Teks Hasil Ekstraksi >>
==============================
Kamis, 18 Desember 2008
Sumber : www.lampungpost.com
JAKARTA (Ant/Lampost): Kehadiran UU Badan Hukum Pendidikan (BHP) harus bisa mencegah praktek komersialisasi dan kapitalisasi dunia pendidikan yang sampai kini masih sering terjadi serta menjamin keberpihakan pendidikan terhadap kalangan miskin dan duafa.
Demikian ditegaskan anggota Panitia Kerja RUU BHP Komisi X DPR dari F-PKS, Aan Rohanah, di sela-sela sidang paripurna DPR di Gedung DPR Jakarta, Rabu (17-12).
"BHP harus mampu mencegah terjadinya praktek komersialisasi dan kapitalisasi dunia pendidikan. Karena, dalam masalah pendanaan pendidikan, pemerintah pusat dan daerah tetap memiliki kewajiban menanggung biaya pendidikan yang mencakup biaya operasional, investasi, beasiswa, dan bantuan pendidikan bagi peserta didik," jelasnya.
==============================
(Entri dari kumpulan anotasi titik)
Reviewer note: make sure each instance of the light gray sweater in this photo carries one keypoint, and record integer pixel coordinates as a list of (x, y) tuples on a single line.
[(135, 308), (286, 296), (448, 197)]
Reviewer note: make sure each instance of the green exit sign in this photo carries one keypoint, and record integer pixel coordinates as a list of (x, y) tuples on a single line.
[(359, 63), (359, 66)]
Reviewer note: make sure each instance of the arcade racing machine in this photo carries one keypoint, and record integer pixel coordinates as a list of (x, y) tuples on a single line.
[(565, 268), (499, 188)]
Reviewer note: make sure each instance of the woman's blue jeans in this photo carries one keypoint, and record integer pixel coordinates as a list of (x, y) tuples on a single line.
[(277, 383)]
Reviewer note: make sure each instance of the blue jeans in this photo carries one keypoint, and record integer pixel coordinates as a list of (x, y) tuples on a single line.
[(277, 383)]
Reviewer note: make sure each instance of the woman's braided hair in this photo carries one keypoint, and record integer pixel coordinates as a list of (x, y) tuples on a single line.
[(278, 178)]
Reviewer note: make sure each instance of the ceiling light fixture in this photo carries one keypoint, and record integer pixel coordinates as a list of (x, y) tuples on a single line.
==============================
Daftar Tugas >>
(1) Sebutkan semua jenis biaya pendidikan yang, menurut berita tentang UU Badan Hukum Pendidikan, tetap wajib ditanggung pemerintah pusat dan daerah.
(2) Lanjutkan berita tentang UU Badan Hukum Pendidikan mulai setelah kalimat terakhirnya.

Jawaban Soal >>
(1) Biaya operasional, investasi, beasiswa, dan bantuan pendidikan bagi peserta didik.

(2)
Dalam penyelengaraan pendidikan dasar, BHP telah mengatur bahwa pendidikan dasar bebas dari pungutan. "Bahkan kami bercita-cita agar pendidikan menengah dan tinggi yang dikelola oleh BHPD dan BHPP dijamin 100 persen pendanaannya oleh negara," ujarnya.
Aan mengatakan dalam UU BHP, khususnya ketentuan soal pendanaan, pemerintah pusat dan daerah menanggung minimal 1/3 biaya operasional pada pendidikan menengah dan minimal 1/2 pada pendidikan tinggi.
Prinsip nirlaba yang menjadi ruh UU BHP ini diharapkan pula bisa mencegah terjadinya praktek komersialisasi dan kapitalisasi dunia pendidikan.
Segala kekayaan dan pendaptan dalam pengelolaan pendidikan dilakukan secara mandiri, transparan, dan akuntabel, serta digunakan secara langsung atau tidak langsung untuk kepentingan peserta didik, proses pembelajaran, pelaksanaan pendidikan, penelitian serta pengabdian masyarakat.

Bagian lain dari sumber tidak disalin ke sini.